*WORK TO BE COMPLETED*. Duplicate the passage of the page excerpt that opens with the words "My daughter was" and closes with "against my shoulder.", keeping every word and mark unchanged.

*PAGE EXCERPT*.
I lose focus.  One word can trigger any number of divergent thoughts causing my mind to race off in pursuit like a dog chasing cats.  At other times I leap ahead, thinking about what I want to say rather than listening to what is being said.  I have to discipline myself to re-focus on what is being said, sometimes scrambling to piece together the gaps that I missed during my mental lapses. 

My wife knows this. She can see it in my eyes.  Sometimes she will stop talking and the silence will awaken me from my temporary daydream.  “You’re not listening,” she says.  Of course she is right.  But occasionally I am lucky enough to be able to repeat the last sentence that she spoke, retrieving it from some kind of digital recording in my head, even though its meaning was not being registered in my brain.

Listening is a powerful gift. It is transformational. When someone listens to us without judgment or accusation, we hear and see ourselves differently. Somehow the act of having someone truly listen enables us to sort through our emotions and confusions to reach better conclusions.  Feelings of isolation and loneliness dissolve and melt away when someone listens to us. The listener, by listening, has the ability to heal.

Most of us are far more intent on being heard than hearing. When we pretend to listen, we are, more often simply waiting for a gap, a chance in the conversation to insert our already preconceived conclusions. We interrupt one another with conversations that often are running on different tracks.

How many times have we injured someone, or simply failed to help someone, because we were too quick to speak?  How different our world would be if parents listened to their children; if bosses listened to their employees; if businesses listened to their customers; if politicians listened to the people; if persons in power listened to each other?  Maybe if we were better at listening to one another, we might be better at listening to God.

The Bible says, “Everyone must be quick to hear and slow to speak.”  (James 1:19).  God says, “Listen carefully to Me, and eat what is good, and delight yourself in abundance. Incline your ear and come to Me. Listen, that you may live.” (Isaiah 55:2-3).

Tuesday, August 13, 2019

Miracle of Life


My daughter was born the year I turned forty.  With two sons already thirteen and eight, we were not expecting another child.  In fact, the doctors told us that having more children was impossible.  But, the impossible happened.  The doctor’s first question was, “Do you want to terminate this pregnancy?”  We were stunned.  Such a consideration never entered our minds.  Nine months later my wife gave birth to a beautiful little girl who has blessed our lives immeasurably. I often thought of the doctor’s question when I rocked her to sleep and felt the weight of her slumbering body against my shoulder.

*DATASET ROWS*.
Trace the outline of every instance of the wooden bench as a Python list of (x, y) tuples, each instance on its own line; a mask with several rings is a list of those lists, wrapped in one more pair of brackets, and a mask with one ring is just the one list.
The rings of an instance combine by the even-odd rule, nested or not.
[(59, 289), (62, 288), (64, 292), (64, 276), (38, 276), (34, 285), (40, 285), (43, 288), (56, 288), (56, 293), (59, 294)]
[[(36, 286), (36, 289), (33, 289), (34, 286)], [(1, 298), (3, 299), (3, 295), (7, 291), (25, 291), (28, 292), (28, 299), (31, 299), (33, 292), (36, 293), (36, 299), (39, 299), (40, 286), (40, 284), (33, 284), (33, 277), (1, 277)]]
* * *
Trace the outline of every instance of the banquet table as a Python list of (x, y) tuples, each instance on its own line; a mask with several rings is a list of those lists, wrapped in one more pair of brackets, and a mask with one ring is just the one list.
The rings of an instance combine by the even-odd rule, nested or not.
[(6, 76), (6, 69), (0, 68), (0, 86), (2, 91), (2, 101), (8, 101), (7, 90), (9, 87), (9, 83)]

*ANSWER IN FULL*.
My daughter was born the year I turned forty.  With two sons already thirteen and eight, we were not expecting another child.  In fact, the doctors told us that having more children was impossible.  But, the impossible happened.  The doctor’s first question was, “Do you want to terminate this pregnancy?”  We were stunned.  Such a consideration never entered our minds.  Nine months later my wife gave birth to a beautiful little girl who has blessed our lives immeasurably. I often thought of the doctor’s question when I rocked her to sleep and felt the weight of her slumbering body against my shoulder.